(Natural language region descriptions)
——————————

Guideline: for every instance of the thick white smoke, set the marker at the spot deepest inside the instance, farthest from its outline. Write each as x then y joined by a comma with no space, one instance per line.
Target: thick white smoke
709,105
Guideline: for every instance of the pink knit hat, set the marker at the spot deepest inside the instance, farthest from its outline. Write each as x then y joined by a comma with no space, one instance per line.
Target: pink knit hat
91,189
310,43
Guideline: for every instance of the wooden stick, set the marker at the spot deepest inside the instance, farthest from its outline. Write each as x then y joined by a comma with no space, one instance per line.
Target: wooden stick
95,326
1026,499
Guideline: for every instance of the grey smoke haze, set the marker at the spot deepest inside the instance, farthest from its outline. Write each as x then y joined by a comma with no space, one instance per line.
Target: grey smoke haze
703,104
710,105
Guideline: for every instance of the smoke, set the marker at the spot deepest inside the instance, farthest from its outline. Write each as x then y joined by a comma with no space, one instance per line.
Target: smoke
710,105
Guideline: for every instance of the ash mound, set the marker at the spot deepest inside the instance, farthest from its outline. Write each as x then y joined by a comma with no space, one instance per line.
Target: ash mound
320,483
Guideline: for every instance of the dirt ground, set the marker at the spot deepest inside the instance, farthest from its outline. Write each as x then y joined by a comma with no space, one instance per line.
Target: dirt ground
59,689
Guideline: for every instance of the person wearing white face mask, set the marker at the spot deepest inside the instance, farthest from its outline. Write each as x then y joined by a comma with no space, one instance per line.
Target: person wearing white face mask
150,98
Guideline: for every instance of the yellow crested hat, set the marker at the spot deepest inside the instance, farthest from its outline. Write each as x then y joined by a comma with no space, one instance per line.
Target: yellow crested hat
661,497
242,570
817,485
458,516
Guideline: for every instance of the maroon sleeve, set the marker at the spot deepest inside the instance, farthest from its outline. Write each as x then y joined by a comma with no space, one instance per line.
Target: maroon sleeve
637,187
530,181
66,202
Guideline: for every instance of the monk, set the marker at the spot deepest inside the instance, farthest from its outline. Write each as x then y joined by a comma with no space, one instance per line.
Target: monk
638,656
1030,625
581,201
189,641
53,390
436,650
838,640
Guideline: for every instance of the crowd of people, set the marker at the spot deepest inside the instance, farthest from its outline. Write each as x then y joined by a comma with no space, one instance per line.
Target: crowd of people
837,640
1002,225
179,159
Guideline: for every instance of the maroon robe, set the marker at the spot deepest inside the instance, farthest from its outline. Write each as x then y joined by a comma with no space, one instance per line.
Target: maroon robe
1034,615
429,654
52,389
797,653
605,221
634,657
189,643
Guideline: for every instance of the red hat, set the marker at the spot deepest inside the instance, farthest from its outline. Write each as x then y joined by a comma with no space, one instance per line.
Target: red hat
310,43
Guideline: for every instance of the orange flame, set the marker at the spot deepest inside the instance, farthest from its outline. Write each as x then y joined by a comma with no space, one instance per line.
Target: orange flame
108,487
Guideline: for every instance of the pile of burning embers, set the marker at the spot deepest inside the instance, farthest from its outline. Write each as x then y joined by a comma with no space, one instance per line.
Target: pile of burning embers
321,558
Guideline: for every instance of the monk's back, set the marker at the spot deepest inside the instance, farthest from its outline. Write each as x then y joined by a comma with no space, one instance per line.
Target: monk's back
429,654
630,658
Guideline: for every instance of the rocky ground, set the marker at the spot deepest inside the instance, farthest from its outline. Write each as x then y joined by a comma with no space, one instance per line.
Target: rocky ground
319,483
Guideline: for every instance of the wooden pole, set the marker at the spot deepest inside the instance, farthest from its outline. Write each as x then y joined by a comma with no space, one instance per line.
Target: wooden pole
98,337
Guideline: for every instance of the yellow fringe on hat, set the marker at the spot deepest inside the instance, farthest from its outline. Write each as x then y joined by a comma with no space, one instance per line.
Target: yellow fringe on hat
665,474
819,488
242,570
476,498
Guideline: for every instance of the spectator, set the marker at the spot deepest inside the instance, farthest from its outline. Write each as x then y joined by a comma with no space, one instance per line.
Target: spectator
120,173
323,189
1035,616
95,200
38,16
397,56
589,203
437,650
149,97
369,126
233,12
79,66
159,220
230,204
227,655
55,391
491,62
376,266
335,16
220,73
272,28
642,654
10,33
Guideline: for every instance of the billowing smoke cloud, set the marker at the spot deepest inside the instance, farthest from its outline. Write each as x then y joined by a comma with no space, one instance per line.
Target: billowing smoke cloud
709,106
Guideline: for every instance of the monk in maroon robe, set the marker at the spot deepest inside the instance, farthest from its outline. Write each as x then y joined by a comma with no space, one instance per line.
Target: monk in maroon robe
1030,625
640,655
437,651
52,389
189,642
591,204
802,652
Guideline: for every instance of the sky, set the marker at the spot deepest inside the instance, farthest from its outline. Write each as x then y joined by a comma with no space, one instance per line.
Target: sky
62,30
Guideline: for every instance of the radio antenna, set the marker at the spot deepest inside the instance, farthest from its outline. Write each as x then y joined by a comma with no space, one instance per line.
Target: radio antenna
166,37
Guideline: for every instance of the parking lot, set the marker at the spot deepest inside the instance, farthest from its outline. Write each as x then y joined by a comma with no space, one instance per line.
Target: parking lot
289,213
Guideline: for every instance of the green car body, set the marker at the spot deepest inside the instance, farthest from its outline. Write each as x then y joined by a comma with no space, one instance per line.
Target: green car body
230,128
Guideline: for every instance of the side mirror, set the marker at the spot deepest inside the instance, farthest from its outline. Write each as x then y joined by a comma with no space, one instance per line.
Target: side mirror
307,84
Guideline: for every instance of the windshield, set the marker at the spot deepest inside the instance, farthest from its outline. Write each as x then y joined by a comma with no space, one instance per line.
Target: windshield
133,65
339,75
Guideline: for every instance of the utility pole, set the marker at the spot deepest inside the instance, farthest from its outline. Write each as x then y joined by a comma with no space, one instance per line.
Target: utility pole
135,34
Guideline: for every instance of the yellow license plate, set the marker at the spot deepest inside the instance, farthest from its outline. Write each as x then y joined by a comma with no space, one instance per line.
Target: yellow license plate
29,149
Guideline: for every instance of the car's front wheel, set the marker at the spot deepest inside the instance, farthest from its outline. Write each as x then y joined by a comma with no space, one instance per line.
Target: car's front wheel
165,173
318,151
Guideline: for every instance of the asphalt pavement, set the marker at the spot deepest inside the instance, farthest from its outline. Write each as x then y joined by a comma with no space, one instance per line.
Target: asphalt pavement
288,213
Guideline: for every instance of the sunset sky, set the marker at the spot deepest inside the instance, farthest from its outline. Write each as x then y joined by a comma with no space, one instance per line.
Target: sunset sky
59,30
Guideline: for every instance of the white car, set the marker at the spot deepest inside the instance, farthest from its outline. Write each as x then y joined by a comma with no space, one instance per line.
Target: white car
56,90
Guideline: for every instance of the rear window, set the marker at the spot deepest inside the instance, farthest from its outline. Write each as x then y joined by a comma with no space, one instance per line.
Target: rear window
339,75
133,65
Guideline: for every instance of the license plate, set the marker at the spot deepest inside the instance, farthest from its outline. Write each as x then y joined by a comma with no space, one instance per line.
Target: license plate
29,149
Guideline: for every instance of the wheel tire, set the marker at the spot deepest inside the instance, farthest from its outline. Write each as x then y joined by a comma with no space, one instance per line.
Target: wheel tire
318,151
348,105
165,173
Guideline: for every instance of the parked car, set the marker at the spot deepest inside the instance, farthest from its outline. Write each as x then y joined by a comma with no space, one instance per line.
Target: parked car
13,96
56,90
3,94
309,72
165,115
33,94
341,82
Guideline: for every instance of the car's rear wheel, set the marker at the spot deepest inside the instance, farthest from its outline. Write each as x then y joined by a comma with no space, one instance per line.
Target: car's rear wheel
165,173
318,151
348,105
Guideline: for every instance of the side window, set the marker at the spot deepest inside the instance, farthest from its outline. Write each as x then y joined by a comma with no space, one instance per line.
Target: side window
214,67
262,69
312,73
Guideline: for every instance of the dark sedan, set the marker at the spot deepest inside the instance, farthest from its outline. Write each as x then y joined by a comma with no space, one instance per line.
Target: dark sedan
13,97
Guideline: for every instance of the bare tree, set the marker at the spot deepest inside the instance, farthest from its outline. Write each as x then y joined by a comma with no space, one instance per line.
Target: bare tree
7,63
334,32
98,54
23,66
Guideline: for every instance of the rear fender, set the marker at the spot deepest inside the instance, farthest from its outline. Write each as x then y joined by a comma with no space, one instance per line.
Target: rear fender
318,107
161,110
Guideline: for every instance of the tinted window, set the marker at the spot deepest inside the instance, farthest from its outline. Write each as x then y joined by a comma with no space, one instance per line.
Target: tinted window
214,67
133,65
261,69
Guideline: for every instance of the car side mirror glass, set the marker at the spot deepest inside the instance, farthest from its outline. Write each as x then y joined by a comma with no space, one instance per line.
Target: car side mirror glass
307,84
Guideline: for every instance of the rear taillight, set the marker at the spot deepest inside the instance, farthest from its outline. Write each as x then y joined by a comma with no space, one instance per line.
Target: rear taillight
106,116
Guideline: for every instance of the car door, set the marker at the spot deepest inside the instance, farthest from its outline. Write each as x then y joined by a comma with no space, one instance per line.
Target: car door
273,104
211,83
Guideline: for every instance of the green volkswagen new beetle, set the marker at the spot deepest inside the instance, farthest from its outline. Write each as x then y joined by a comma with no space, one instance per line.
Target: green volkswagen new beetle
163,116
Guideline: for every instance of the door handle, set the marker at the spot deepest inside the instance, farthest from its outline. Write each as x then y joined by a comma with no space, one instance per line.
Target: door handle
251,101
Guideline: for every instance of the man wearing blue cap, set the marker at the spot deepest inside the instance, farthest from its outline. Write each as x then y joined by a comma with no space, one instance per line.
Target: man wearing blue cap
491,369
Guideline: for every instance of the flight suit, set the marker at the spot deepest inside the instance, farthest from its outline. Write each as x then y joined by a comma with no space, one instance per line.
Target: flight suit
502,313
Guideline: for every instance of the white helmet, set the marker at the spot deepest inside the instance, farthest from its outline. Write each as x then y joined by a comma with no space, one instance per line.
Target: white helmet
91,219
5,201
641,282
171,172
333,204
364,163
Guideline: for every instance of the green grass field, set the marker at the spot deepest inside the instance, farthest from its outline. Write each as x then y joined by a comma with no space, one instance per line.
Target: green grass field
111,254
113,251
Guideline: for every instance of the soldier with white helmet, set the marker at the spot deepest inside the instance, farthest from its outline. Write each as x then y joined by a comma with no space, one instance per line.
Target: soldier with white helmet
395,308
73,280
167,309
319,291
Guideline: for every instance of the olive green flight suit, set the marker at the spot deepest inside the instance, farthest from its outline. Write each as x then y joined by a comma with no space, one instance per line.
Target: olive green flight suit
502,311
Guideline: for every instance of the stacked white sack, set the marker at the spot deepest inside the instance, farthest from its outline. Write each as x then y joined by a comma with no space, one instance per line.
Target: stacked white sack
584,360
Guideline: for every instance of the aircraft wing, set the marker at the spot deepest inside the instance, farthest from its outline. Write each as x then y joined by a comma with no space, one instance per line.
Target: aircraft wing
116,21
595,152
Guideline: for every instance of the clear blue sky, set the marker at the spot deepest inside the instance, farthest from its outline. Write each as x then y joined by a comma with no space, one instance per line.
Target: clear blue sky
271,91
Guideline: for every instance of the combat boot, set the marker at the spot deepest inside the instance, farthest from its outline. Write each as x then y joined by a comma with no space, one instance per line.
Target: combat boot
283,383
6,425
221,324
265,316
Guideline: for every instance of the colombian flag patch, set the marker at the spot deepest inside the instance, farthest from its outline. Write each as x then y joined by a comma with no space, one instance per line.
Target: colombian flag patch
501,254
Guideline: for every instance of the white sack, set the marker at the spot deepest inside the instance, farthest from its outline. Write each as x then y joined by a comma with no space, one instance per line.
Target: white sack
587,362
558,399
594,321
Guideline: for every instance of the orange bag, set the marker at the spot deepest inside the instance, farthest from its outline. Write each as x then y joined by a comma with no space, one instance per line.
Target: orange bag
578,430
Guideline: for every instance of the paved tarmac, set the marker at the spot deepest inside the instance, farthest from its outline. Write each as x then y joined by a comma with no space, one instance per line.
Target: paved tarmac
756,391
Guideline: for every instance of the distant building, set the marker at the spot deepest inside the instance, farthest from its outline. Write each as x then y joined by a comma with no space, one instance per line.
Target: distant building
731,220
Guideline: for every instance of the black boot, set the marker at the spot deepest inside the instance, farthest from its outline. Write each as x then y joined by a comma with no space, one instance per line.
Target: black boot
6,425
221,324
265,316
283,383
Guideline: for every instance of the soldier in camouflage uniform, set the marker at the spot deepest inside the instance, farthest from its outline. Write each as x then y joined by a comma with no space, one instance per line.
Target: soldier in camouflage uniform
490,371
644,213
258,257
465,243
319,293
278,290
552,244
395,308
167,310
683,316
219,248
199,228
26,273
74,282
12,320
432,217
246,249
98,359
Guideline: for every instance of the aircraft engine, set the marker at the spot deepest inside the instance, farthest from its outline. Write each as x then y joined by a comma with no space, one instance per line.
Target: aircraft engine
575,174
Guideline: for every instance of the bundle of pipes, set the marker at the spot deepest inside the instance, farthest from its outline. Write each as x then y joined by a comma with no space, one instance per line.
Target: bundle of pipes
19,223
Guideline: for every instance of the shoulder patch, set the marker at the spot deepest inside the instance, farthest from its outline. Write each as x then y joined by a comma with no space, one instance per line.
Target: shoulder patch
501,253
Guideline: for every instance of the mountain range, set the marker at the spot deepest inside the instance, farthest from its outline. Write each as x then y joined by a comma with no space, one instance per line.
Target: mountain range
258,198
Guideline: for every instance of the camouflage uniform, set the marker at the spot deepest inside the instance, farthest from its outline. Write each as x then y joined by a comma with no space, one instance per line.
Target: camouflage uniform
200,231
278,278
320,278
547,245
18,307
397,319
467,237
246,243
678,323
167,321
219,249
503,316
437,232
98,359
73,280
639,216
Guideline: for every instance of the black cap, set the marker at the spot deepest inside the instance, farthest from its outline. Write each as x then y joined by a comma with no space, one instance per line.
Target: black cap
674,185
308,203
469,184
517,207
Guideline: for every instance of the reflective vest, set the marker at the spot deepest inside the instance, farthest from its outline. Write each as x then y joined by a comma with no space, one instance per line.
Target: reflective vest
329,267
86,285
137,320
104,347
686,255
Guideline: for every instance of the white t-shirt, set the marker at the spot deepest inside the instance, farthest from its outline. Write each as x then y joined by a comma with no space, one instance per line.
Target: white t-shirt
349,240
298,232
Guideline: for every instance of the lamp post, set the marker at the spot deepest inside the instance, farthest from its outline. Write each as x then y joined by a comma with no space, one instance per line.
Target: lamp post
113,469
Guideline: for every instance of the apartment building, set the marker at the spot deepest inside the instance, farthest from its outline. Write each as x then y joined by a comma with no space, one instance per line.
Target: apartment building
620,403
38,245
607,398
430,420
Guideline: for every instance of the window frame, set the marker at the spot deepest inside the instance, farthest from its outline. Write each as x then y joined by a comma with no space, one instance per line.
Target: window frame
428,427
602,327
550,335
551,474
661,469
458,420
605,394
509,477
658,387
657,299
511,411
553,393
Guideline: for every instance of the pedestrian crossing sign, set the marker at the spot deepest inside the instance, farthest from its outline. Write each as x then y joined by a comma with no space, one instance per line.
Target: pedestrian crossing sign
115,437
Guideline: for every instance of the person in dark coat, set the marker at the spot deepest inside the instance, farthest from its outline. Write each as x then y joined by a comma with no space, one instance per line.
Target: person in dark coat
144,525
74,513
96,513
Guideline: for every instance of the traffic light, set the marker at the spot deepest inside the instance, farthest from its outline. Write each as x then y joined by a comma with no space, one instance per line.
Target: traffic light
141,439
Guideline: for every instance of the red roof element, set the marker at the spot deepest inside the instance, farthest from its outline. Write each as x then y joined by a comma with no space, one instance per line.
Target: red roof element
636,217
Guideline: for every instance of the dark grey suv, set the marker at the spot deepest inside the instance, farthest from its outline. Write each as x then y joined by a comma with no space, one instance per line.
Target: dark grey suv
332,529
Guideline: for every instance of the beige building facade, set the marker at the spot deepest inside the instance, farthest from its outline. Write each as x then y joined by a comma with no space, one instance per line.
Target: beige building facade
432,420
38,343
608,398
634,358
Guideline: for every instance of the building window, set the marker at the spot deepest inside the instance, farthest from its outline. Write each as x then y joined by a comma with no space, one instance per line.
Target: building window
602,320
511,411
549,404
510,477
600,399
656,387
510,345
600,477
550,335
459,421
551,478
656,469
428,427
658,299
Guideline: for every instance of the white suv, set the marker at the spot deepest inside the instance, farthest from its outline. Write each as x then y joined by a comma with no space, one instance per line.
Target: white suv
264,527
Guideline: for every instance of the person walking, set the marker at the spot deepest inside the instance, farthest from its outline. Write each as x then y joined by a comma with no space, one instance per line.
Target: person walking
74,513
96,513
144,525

——————————

Out of the data above, transcribe exactly and only the lines starting with the line that has "Target: billowing smoke cloud" and going on through the line that has "Guideline: for every instance of the monk in", both included.

### Solution to this exercise
Target: billowing smoke cloud
709,106
Guideline: for every instance of the monk in maroon robe, set the marker at the spot deepest inside the instance, farthest from its outline. Write each as x then y joined by a comma with no space, one instance per line.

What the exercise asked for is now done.